[WHAT TO WORK ON]
a. Transcribe the passage on cloud disaster recovery from "How to set up" up to and including "account. Encrypt them.".
b. Answer these questions from the passage on cloud disaster recovery, marking each answer with the same numeral:
(i) What share of significant outages cost more than $1 million?
(ii) Which provider's service is called the most Kubernetes-native of the three?
(iii) How often should etcd be backed up for production?
c. For each statement below, decide whether it agrees with the passage on cloud disaster recovery. Answer yes or no, and quote the words from the passage that decide it.
(i) Velero is the common choice for multi-cloud or hybrid setups.
(ii) Backup for GKE needs Velero to back up persistent volumes.
(iii) Etcd snapshots should be kept in the same region as the cluster.

[PASSAGE PROVIDED]
Enterprise downtime costs upwards of $300,000 per hour on average. 20% of significant outages cost more than $1 million (CalmOps: Cloud Disaster Recovery 2026). Those numbers are what turn disaster recovery from “we should do this eventually” into an actual budget line.

Cloud based disaster recovery: what the providers offer

Each cloud provider has native backup and DR tools. Whether you use them or a third-party tool depends on your portability requirements and how locked in you want to be.

Provider	Backup/DR service	What it covers	Kubernetes integration
AWS	EBS Snapshots + AWS Backup + Elastic Disaster Recovery	Volume snapshots, cross-region replication, automated failover	Velero with AWS plugin for EKS. EBS snapshots via CSI driver.
Google Cloud	Persistent Disk Snapshots + Backup for GKE	Volume snapshots, application-consistent backup for GKE workloads	Native GKE backup service covers resources + PVs.
Azure	Azure Backup + Azure Site Recovery	VM and disk-level backup, cross-region replication	AKS backup extension covers cluster resources + Azure Disk snapshots.

Google’s Backup for GKE is the most Kubernetes-native of the three. It backs up both cluster resources and persistent volumes in one workflow without needing Velero. AWS and Azure require more assembly, either through Velero or their own backup extensions.

For multi-cloud or hybrid setups, Velero is the common choice because it works the same way everywhere. Provider-native tools lock you into one cloud for your backup and restore workflow.

How to set up Kubernetes backup that works

A tested order of operations:

Back up etcd on a schedule. Hourly for production. Store snapshots in a different region or cloud account. Encrypt them.

[PROVIDED INFORMATION]
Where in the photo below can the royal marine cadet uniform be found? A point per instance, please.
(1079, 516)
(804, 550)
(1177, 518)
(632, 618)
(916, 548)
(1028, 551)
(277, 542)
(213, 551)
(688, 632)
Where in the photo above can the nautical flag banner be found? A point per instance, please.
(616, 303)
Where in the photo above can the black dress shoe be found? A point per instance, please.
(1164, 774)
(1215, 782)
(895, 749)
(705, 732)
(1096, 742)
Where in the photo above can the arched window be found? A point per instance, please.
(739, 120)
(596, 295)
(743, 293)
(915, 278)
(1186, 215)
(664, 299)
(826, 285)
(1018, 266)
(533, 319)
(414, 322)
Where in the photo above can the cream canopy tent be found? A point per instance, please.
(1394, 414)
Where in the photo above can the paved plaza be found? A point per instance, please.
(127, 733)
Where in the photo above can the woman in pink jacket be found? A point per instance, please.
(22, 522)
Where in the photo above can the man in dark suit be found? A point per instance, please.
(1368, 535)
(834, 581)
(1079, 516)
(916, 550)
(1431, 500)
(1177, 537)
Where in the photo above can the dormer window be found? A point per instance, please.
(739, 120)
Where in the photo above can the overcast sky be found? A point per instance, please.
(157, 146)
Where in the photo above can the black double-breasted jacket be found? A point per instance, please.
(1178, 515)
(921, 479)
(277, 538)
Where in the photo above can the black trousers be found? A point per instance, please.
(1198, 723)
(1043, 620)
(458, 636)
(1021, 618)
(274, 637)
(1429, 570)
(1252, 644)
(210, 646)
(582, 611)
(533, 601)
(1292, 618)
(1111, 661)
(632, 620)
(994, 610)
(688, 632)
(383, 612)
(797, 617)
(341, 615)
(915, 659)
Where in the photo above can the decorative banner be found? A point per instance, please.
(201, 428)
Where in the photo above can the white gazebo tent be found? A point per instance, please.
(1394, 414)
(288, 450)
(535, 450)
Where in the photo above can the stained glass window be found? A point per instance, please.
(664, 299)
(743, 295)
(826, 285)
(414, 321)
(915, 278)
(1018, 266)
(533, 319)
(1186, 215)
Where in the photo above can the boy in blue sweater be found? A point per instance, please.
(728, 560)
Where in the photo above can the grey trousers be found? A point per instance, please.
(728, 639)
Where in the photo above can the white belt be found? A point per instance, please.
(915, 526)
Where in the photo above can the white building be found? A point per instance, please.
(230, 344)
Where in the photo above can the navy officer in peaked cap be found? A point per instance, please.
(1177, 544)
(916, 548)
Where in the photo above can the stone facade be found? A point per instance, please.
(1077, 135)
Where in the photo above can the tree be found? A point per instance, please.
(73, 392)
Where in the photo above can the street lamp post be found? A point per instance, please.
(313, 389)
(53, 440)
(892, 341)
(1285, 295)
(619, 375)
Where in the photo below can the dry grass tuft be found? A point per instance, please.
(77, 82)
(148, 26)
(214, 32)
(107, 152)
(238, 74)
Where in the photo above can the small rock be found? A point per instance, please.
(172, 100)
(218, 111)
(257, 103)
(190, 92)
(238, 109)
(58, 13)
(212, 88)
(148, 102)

[PER-TASK ANSWERS]
a.
How to set up Kubernetes backup that works

A tested order of operations:

Back up etcd on a schedule. Hourly for production. Store snapshots in a different region or cloud account. Encrypt them.

b.
(i) 20%
(ii) Google's Backup for GKE
(iii) Hourly

c.
(i) Yes: "For multi-cloud or hybrid setups, Velero is the common choice because it works the same way everywhere."
(ii) No: "It backs up both cluster resources and persistent volumes in one workflow without needing Velero."
(iii) No: "Store snapshots in a different region or cloud account."